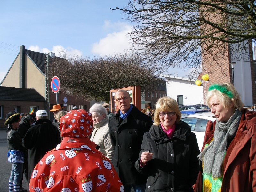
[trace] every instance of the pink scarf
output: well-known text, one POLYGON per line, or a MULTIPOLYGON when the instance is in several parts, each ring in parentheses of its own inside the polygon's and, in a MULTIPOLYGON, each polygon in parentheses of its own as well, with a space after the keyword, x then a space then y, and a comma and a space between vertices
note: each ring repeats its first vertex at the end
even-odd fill
POLYGON ((176 124, 174 124, 173 125, 173 126, 172 126, 172 127, 171 128, 171 129, 169 129, 168 130, 166 130, 164 128, 161 122, 160 122, 160 124, 161 125, 161 127, 162 127, 163 131, 164 132, 166 133, 166 135, 167 135, 167 136, 168 137, 168 138, 169 138, 169 139, 172 138, 172 136, 173 136, 174 131, 175 131, 175 129, 176 128, 176 124))

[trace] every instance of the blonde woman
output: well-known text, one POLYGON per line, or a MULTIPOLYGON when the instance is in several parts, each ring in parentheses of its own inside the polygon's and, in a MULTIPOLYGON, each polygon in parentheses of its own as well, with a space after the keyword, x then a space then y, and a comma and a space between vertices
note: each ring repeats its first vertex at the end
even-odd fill
POLYGON ((256 113, 229 83, 210 86, 206 100, 216 119, 206 127, 195 191, 256 191, 256 113))
POLYGON ((174 99, 157 101, 153 125, 144 134, 136 163, 137 170, 148 176, 145 191, 192 191, 200 151, 196 135, 181 116, 174 99))

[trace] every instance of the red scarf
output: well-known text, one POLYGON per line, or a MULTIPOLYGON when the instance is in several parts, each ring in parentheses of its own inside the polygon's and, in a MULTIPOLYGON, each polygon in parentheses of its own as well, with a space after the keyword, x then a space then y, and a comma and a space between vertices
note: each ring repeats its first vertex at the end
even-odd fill
POLYGON ((166 130, 164 128, 164 126, 163 125, 163 124, 162 124, 162 123, 161 122, 160 122, 160 124, 161 125, 161 127, 162 127, 163 131, 167 135, 167 136, 168 137, 168 138, 169 139, 172 138, 172 136, 173 136, 174 131, 175 131, 175 129, 176 128, 176 124, 174 124, 173 126, 172 126, 171 129, 169 129, 168 130, 166 130))

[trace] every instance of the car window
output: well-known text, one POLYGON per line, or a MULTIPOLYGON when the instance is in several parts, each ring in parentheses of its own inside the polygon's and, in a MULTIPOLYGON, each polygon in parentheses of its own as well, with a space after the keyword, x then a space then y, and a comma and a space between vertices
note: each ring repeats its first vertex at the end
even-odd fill
POLYGON ((205 131, 208 120, 198 119, 195 128, 195 131, 205 131))
POLYGON ((197 118, 184 118, 182 119, 181 120, 184 122, 186 122, 188 125, 190 126, 191 128, 191 131, 194 131, 196 124, 196 122, 198 119, 197 118))
POLYGON ((196 109, 196 107, 195 106, 191 106, 189 107, 189 108, 188 108, 188 109, 196 109))
POLYGON ((185 106, 182 106, 181 107, 179 107, 179 108, 180 111, 182 111, 182 110, 185 110, 186 108, 186 107, 185 106))
POLYGON ((210 109, 210 108, 207 105, 197 105, 196 107, 198 109, 210 109))

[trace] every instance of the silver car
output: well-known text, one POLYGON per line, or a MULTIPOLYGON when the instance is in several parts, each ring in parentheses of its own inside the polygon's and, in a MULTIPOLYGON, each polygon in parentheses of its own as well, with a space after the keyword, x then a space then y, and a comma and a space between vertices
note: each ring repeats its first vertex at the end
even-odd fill
POLYGON ((196 134, 200 150, 203 147, 207 122, 209 120, 213 122, 216 120, 215 116, 211 112, 184 116, 181 117, 181 119, 189 125, 191 131, 196 134))

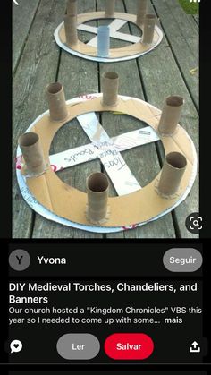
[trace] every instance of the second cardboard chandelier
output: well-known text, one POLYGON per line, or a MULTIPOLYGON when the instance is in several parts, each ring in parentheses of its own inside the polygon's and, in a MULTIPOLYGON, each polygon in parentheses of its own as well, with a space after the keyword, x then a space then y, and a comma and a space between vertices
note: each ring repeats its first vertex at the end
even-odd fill
POLYGON ((19 138, 20 189, 30 207, 45 217, 90 232, 119 232, 161 217, 190 192, 197 174, 197 156, 191 139, 178 124, 182 98, 167 98, 160 111, 139 98, 118 95, 118 74, 106 72, 103 74, 103 94, 67 102, 63 86, 59 82, 49 84, 49 111, 38 117, 19 138), (129 115, 148 126, 110 139, 95 115, 102 111, 129 115), (54 136, 73 118, 79 120, 91 143, 49 156, 54 136), (158 140, 165 152, 163 168, 141 188, 121 151, 158 140), (119 196, 109 197, 107 177, 97 171, 87 176, 87 192, 64 183, 56 175, 61 167, 97 158, 119 196))

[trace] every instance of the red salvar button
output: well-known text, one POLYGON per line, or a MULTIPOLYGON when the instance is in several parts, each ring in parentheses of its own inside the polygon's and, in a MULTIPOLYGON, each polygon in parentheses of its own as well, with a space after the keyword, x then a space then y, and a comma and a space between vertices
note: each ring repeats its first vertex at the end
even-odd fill
POLYGON ((105 342, 105 352, 114 360, 145 360, 154 351, 154 343, 144 333, 115 333, 105 342))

[The exercise] Rewrite all of the items above in full, changing every "even-odd fill" to "nonzero fill", keeping all other text unchanged, and omitting the pictures.

[Solution]
[trace] every instance of the pink scarf
output: well-known text, one POLYGON per line, or a MULTIPOLYGON when the instance is in several parts, each ring in parentheses of its own inside the polygon's and, in a MULTIPOLYGON, each polygon in parentheses of its own as well, with a space after the keyword, x then a space then y, and a comma and a space between vertices
note: each ring repeats its first vertex at the end
nonzero fill
POLYGON ((176 124, 174 124, 173 125, 173 126, 172 126, 172 127, 171 128, 171 129, 169 129, 168 130, 166 130, 164 128, 161 122, 160 122, 160 124, 161 125, 161 127, 162 127, 163 131, 164 132, 166 133, 166 135, 167 135, 167 136, 168 137, 168 138, 169 138, 169 139, 172 138, 172 136, 173 136, 174 131, 175 131, 175 129, 176 128, 176 124))

[trace] every instance of the blonde woman
output: well-known text, one POLYGON per line, or a MULTIPOLYGON when the instance is in several parts, each ring in parentheses of its own inside the polygon's and, in a MULTIPOLYGON, each polygon in parentheses of its own as well, with a space after the keyword, x then a space then y, and a comma and a space between vertices
note: each ring repeats its first vertex at the end
nonzero fill
POLYGON ((256 113, 229 83, 210 86, 206 100, 216 119, 206 127, 195 191, 256 191, 256 113))
POLYGON ((174 99, 157 101, 153 125, 144 134, 136 163, 137 170, 148 176, 145 191, 192 191, 200 151, 196 135, 181 116, 174 99))

[trace] every instance of the red scarf
output: well-known text, one POLYGON per line, or a MULTIPOLYGON when the instance is in several parts, each ring in parentheses of its own inside the polygon's and, in a MULTIPOLYGON, each polygon in parentheses of its own as well, with a space after the keyword, x then a space then y, and a comma and a space between vertices
note: each ring repeats its first vertex at the end
nonzero fill
POLYGON ((166 130, 164 128, 164 126, 163 125, 163 124, 162 124, 162 123, 161 122, 160 122, 160 124, 161 125, 161 127, 162 127, 163 131, 167 135, 167 136, 168 137, 168 138, 169 139, 172 138, 172 136, 173 136, 174 131, 175 131, 175 129, 176 128, 176 124, 174 124, 173 126, 172 126, 171 129, 169 129, 168 130, 166 130))

[trace] every instance of the car window
output: well-known text, one POLYGON per line, or a MULTIPOLYGON when the instance is in several parts, each ring in parentheses of its own inside the polygon's and, in a MULTIPOLYGON, each polygon in parentheses of its own as well, with a space after the keyword, x then a space then y, and a comma and a space between vertices
note: each ring repeats its first vertex at the end
nonzero fill
POLYGON ((205 131, 208 120, 198 119, 195 128, 195 131, 205 131))
POLYGON ((197 118, 184 118, 182 119, 181 120, 184 122, 186 122, 188 125, 190 126, 191 128, 191 131, 194 131, 196 124, 196 122, 198 119, 197 118))
POLYGON ((196 109, 196 107, 195 106, 191 106, 189 107, 189 108, 188 108, 188 109, 196 109))
POLYGON ((185 106, 182 106, 181 107, 179 107, 179 108, 180 111, 182 111, 182 110, 185 110, 186 108, 186 107, 185 106))
POLYGON ((210 109, 210 108, 207 105, 197 105, 196 107, 198 109, 210 109))

[trace] every instance of the silver car
output: well-known text, one POLYGON per line, or a MULTIPOLYGON when the instance is in several parts, each ring in parentheses of its own inside the polygon's and, in a MULTIPOLYGON, each polygon in parentheses of its own as well, with a space after the keyword, x then a space then y, and a comma and a space between vertices
note: each ring repeats its first vertex at the end
nonzero fill
POLYGON ((196 134, 200 150, 203 147, 207 122, 209 120, 213 122, 216 120, 215 116, 211 112, 184 116, 181 117, 181 119, 189 125, 191 131, 196 134))

[trace] every instance of the second cardboard chandelier
output: well-known text, one POLYGON per line, or a MULTIPOLYGON when the instance is in several parts, each ring in parentheses of its own inside the polygon's and, in a MULTIPOLYGON, each polygon in parentheses of its own as well, with a space after the keyword, x then a space then y, and a comma and a space between vertices
note: each ring repeats its first vertex at the end
nonzero fill
POLYGON ((19 138, 20 189, 30 207, 45 217, 90 232, 119 232, 161 217, 190 192, 197 174, 197 156, 191 139, 178 124, 182 98, 167 98, 160 111, 139 98, 118 95, 118 74, 106 72, 103 74, 103 94, 67 102, 63 86, 59 82, 49 84, 49 111, 38 117, 19 138), (129 115, 148 126, 110 139, 95 115, 102 111, 129 115), (54 136, 73 118, 79 120, 91 143, 49 156, 54 136), (158 140, 165 152, 163 168, 141 188, 121 151, 158 140), (119 196, 109 197, 107 177, 97 171, 87 176, 87 192, 64 183, 56 175, 61 167, 97 158, 119 196))

[trace] every instance of the red salvar button
output: well-known text, one POLYGON per line, or a MULTIPOLYGON when the instance is in several parts, each ring in parentheses of its own inside the polygon's and, in a MULTIPOLYGON, each polygon in parentheses of its own as well, with a space after the keyword, x then a space then y, and a comma and a space between vertices
note: each ring repeats its first vertex at the end
nonzero fill
POLYGON ((105 342, 105 352, 114 360, 145 360, 154 351, 154 343, 144 333, 115 333, 105 342))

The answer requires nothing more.